# START OF GIVEN INFORMATION

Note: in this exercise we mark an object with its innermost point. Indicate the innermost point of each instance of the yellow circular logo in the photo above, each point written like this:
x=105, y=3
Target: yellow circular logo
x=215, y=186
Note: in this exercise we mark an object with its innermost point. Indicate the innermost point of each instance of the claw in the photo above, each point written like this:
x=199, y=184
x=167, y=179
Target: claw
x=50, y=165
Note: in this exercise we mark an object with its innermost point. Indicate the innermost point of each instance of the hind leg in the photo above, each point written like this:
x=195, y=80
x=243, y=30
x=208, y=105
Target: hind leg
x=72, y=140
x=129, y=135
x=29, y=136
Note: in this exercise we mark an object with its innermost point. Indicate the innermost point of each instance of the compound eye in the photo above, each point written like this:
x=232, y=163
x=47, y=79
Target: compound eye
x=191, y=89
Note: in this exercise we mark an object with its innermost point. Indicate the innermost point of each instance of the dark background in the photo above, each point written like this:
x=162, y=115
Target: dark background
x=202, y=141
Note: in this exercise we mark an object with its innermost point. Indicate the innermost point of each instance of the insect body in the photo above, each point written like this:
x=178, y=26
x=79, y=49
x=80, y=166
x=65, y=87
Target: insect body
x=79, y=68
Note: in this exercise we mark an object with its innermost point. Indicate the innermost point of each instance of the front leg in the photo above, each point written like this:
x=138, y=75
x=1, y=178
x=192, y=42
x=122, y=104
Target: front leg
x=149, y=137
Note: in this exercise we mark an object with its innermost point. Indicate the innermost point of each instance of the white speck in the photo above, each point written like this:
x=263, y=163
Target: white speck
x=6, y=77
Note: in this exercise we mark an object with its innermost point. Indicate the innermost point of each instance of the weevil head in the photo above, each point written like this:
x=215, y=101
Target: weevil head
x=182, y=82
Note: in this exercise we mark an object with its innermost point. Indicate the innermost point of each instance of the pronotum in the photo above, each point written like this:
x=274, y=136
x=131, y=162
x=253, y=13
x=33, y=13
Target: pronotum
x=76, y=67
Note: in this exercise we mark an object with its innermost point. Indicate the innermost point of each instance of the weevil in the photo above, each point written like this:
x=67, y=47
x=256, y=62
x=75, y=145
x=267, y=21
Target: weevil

# END OF GIVEN INFORMATION

Copy every line of the records above without changing a word.

Note: in this exercise we mark an object with its innermost point. Indicate the innermost point of each instance of the yellow circular logo in the photo above, each point written like this:
x=105, y=3
Target: yellow circular logo
x=215, y=186
Note: in this exercise we mark an object with its innermost point. Indicate the innermost point of each instance of the claw in the photo above, each point written like this:
x=199, y=184
x=167, y=179
Target: claw
x=50, y=165
Note: in this exercise we mark an object with its innermost point. Indicate the innermost point of each instance of the hind leg in the photo above, each point written like this:
x=195, y=80
x=243, y=30
x=208, y=105
Target: hind leg
x=72, y=140
x=129, y=135
x=29, y=136
Note: in this exercise we mark an object with its innermost point. Indicate the innermost point of each instance of the compound eye in the photo above, each point written like this:
x=232, y=163
x=47, y=79
Target: compound eye
x=191, y=89
Note: in this exercise we mark an object with its innermost point. Indicate the innermost point of each instance of the dark background in the photo above, each point written like this:
x=162, y=115
Target: dark background
x=202, y=141
Note: in this exercise we mark an object with its innermost point. Indicate the innermost point of each instance of the insect body in the photo above, each point written like this:
x=178, y=26
x=79, y=49
x=80, y=166
x=65, y=87
Target: insect body
x=79, y=68
Note: in this exercise we mark an object with its innermost point. Indicate the innermost point of each instance of the front leg in the photo above, each point written like this:
x=138, y=75
x=1, y=178
x=192, y=42
x=122, y=104
Target: front leg
x=149, y=137
Note: in this exercise we mark an object with its innermost point. Indicate the innermost point of each instance of the white speck in the photo above, each point written like this:
x=263, y=163
Target: white speck
x=6, y=77
Note: in this exercise we mark an object with its innermost point. Indicate the innermost point of each instance of the weevil head in the photo above, each point written like this:
x=215, y=101
Target: weevil head
x=182, y=82
Note: in this exercise we mark an object with its innermost point. Indicate the innermost point of each instance of the pronotum in the photo above, each point written like this:
x=274, y=136
x=131, y=162
x=253, y=13
x=33, y=13
Target: pronotum
x=76, y=67
Note: in this exercise we mark an object with its innermost point. Indicate the innermost point of each instance of the weevil in the photo above, each point written like this:
x=67, y=47
x=256, y=62
x=75, y=145
x=267, y=21
Target: weevil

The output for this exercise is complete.